(Source data)
┄┄┄┄┄┄
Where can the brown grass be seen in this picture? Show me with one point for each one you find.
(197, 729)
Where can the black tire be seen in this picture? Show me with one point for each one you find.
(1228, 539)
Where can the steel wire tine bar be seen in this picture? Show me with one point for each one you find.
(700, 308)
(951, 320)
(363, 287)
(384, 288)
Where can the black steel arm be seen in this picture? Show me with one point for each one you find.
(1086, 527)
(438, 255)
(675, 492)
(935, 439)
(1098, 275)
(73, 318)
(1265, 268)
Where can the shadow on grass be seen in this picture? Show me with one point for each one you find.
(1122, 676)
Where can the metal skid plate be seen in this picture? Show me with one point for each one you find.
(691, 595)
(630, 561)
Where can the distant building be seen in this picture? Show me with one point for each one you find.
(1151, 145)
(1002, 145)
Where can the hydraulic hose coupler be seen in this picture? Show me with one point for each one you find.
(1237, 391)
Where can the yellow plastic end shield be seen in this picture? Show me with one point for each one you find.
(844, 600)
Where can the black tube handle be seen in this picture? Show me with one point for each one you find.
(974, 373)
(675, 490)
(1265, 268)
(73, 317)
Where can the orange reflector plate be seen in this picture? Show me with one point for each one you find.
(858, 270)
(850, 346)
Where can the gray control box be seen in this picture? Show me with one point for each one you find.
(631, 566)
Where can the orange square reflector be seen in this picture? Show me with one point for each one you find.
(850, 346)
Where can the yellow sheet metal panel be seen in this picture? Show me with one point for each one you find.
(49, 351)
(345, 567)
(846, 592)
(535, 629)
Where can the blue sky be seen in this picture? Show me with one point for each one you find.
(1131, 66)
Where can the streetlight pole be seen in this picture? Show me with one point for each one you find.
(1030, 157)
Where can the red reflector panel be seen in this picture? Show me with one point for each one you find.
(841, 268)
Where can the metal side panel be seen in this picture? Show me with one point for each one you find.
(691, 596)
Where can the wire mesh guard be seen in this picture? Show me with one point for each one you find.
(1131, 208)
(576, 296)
┄┄┄┄┄┄
**Exercise description**
Give the data back exactly as it stands.

**Solution for this exercise**
Where can the brown grass be seen in this picture? Show me with one point for each one you find.
(197, 729)
Where can the black tire be seen in this picture? Show me with one point for each one you find.
(1228, 539)
Where can the steel wire tine bar be seen in this picture? Show me with one point for each one you find.
(700, 308)
(951, 320)
(363, 287)
(384, 288)
Where can the black steel arm be seen in this picture? Show me with one point for each one you find.
(1086, 527)
(438, 255)
(675, 492)
(935, 439)
(1098, 275)
(73, 318)
(1265, 268)
Where can the shadow on grass be seen in this picture? Show me with one point for each one you find.
(1122, 676)
Where can the metal skid plate be seen in this picture? Show me with one point for each one you find.
(691, 595)
(630, 561)
Where can the distant building be seen in this picture? Show me with one point for each one you find.
(1151, 145)
(1002, 145)
Where can the hydraulic hose coupler be seen in this picture? Show me with one point for each one you find.
(1237, 391)
Where can the yellow plastic end shield be seen in this picture? Show me with one point for each one you find.
(844, 600)
Where can the black tube handle be seen in this picture? Show me with one point for each one you find.
(974, 373)
(675, 490)
(1265, 268)
(73, 317)
Where can the orange reflector plate be seen in this picture? Show me with one point for each one you find.
(858, 270)
(850, 346)
Where can the gray control box be seen in this picture? Show me with one point for each one you find.
(631, 566)
Where can the orange square reflector be seen in this picture? Show me with one point for each one you find.
(850, 346)
Where can the yellow sheet metal panel be seen in this picture? Show me with one point for each one you find.
(49, 351)
(345, 567)
(846, 592)
(535, 629)
Where can the blue sky be seen in this picture? Show me with one point for each one you find.
(1131, 66)
Where can the streetlight pole be seen in this picture? Show me with one point for each one you find.
(1030, 157)
Where can the red reflector panel be seen in this picture? Show me with one point for each one you find.
(841, 268)
Where can the metal side panel be seen in this picture? Show me with one point for each one you find.
(691, 596)
Where can the wire mesh guard be seen in this picture? Show me with one point for each one you find.
(1131, 208)
(576, 296)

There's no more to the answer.